#### [Task instructions]
A - Copy out the entire forum thread about the granny ring, word for word.
B - Present the records as a numbered list, from their first line through the line with "[[88, 120], [373, 92], [282, 131]]", both ends included. Skip blank lines and omit the pictures.

#### [Selection]

That would be Walesby hill. Yep been up that a few times. Not bragging but I don't need the granny ring anymore on it. I have attched a piccy of Walesby hill. Have I got the correct one?



Gerry Attrick said:


> Whereabouts are you based?


Market Rasen



Fluffy said:


> And whys that?


Well you said that your front mech has trouble selecting the granny ring, so you adapted to not using it. Is that not evolution?


----------



## Simba (20 Apr 2010)

I guess it could be seen that way yea. When I say it doesn't like the small ring it just does not engage on it. Which even when the bike was new I hardly used that anyway except for stopping and starting.


----------



## Steve H (22 Apr 2010)

If you don't need the granny ring anymore do you want to sell it?? As a large bloke living in very hilly Yorkshire I think I could do with two granny rings!!


----------



## jimboalee (22 Apr 2010)

This so-called "Granny ring" was invented so a tourist who has a bike weighing 56lb ( 1/2 cwt ) loaded up with camping kit could ride up a 10% hill at 2.5 mph.

The threshold for 'walk' is an 18" gear which is 45 rpm at 2.5 mph.

Most sports bikes these days are less than 25lb. The 10% gear on a 25lb bike is 40", which doesn't need a tripple chainset. A 39 x 27 will do.

#### [Extracted information]

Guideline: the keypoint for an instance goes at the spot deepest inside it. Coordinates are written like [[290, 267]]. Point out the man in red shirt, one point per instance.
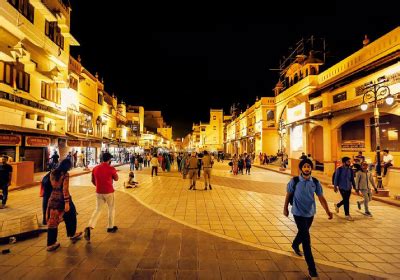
[[102, 177]]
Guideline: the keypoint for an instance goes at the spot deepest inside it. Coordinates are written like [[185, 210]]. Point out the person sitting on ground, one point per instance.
[[131, 183]]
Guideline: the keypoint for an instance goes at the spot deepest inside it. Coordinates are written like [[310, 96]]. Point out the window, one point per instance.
[[100, 99], [15, 76], [24, 7], [388, 133], [54, 33], [51, 92], [73, 83], [339, 97], [316, 106]]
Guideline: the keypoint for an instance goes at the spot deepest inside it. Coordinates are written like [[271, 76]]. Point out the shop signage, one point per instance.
[[74, 143], [353, 145], [296, 113], [85, 143], [33, 141], [10, 140]]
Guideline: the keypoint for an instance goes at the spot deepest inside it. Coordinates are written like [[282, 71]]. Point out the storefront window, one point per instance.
[[389, 133]]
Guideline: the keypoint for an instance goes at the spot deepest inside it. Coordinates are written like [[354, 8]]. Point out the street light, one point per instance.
[[88, 120], [373, 92], [282, 131]]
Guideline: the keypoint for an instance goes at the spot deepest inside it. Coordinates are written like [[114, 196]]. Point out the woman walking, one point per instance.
[[60, 206]]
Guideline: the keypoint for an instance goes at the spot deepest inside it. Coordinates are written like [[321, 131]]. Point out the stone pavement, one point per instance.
[[146, 246], [327, 181], [228, 233], [248, 209]]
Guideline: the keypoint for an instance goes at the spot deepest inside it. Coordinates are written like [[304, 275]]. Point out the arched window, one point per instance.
[[295, 79]]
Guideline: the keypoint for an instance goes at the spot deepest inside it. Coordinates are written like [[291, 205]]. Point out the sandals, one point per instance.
[[76, 237], [53, 247]]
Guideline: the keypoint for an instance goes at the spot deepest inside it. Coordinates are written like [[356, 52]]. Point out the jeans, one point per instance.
[[303, 237], [345, 201], [100, 200], [385, 167], [367, 198], [4, 188], [70, 224]]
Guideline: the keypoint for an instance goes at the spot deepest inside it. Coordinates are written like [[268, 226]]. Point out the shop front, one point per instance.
[[9, 145], [36, 149]]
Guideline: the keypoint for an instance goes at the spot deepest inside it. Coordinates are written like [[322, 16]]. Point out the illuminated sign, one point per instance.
[[34, 141], [10, 140], [296, 113]]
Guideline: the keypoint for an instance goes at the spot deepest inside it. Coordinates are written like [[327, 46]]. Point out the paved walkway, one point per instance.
[[248, 208], [147, 246], [236, 231], [327, 181]]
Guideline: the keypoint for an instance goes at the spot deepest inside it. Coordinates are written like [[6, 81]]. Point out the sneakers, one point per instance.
[[297, 251], [87, 234], [113, 229], [53, 247], [76, 237], [349, 218]]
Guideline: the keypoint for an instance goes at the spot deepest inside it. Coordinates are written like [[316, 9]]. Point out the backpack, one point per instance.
[[296, 181], [45, 186]]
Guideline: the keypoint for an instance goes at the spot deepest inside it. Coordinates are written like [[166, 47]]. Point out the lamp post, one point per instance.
[[282, 132], [88, 120], [374, 92]]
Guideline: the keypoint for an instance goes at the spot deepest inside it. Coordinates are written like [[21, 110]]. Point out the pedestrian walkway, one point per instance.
[[146, 246], [248, 209], [327, 181], [37, 177]]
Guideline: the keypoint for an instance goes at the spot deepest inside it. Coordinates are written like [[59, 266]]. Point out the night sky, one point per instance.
[[184, 60]]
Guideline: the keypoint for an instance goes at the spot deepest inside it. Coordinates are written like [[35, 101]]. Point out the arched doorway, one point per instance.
[[316, 147]]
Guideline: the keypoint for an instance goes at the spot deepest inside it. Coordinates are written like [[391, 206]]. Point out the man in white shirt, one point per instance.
[[387, 161]]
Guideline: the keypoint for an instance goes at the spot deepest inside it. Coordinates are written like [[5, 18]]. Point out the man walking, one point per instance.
[[300, 190], [344, 179], [207, 166], [102, 177], [193, 167], [5, 179]]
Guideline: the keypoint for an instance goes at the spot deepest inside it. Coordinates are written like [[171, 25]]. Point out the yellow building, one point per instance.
[[207, 136], [165, 132], [320, 110], [253, 131], [34, 58]]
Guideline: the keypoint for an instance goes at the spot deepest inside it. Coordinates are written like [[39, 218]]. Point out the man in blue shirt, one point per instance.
[[344, 180], [304, 209]]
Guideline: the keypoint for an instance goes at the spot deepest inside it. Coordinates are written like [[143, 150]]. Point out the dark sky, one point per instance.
[[185, 60]]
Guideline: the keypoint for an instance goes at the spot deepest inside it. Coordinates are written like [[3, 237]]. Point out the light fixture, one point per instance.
[[389, 100], [364, 106]]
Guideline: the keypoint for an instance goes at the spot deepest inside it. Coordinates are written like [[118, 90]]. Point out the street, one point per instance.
[[235, 231]]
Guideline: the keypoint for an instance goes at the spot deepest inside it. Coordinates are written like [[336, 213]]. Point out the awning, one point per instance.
[[30, 130], [82, 137]]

#### [Full answers]
A -
That would be Walesby hill. Yep been up that a few times. Not bragging but I don't need the granny ring anymore on it. I have attched a piccy of Walesby hill. Have I got the correct one?



Gerry Attrick said:


> Whereabouts are you based?


Market Rasen



Fluffy said:


> And whys that?


Well you said that your front mech has trouble selecting the granny ring, so you adapted to not using it. Is that not evolution?


----------



## Simba (20 Apr 2010)

I guess it could be seen that way yea. When I say it doesn't like the small ring it just does not engage on it. Which even when the bike was new I hardly used that anyway except for stopping and starting.


----------



## Steve H (22 Apr 2010)

If you don't need the granny ring anymore do you want to sell it?? As a large bloke living in very hilly Yorkshire I think I could do with two granny rings!!


----------



## jimboalee (22 Apr 2010)

This so-called "Granny ring" was invented so a tourist who has a bike weighing 56lb ( 1/2 cwt ) loaded up with camping kit could ride up a 10% hill at 2.5 mph.

The threshold for 'walk' is an 18" gear which is 45 rpm at 2.5 mph.

Most sports bikes these days are less than 25lb. The 10% gear on a 25lb bike is 40", which doesn't need a tripple chainset. A 39 x 27 will do.

B -
1. Guideline: the keypoint for an instance goes at the spot deepest inside it. Coordinates are written like [[290, 267]]. Point out the man in red shirt, one point per instance.
2. [[102, 177]]
3. Guideline: the keypoint for an instance goes at the spot deepest inside it. Coordinates are written like [[185, 210]]. Point out the person sitting on ground, one point per instance.
4. [[131, 183]]
5. Guideline: the keypoint for an instance goes at the spot deepest inside it. Coordinates are written like [[310, 96]]. Point out the window, one point per instance.
6. [[100, 99], [15, 76], [24, 7], [388, 133], [54, 33], [51, 92], [73, 83], [339, 97], [316, 106]]
7. Guideline: the keypoint for an instance goes at the spot deepest inside it. Coordinates are written like [[271, 76]]. Point out the shop signage, one point per instance.
8. [[74, 143], [353, 145], [296, 113], [85, 143], [33, 141], [10, 140]]
9. Guideline: the keypoint for an instance goes at the spot deepest inside it. Coordinates are written like [[282, 71]]. Point out the storefront window, one point per instance.
10. [[389, 133]]
11. Guideline: the keypoint for an instance goes at the spot deepest inside it. Coordinates are written like [[354, 8]]. Point out the street light, one point per instance.
12. [[88, 120], [373, 92], [282, 131]]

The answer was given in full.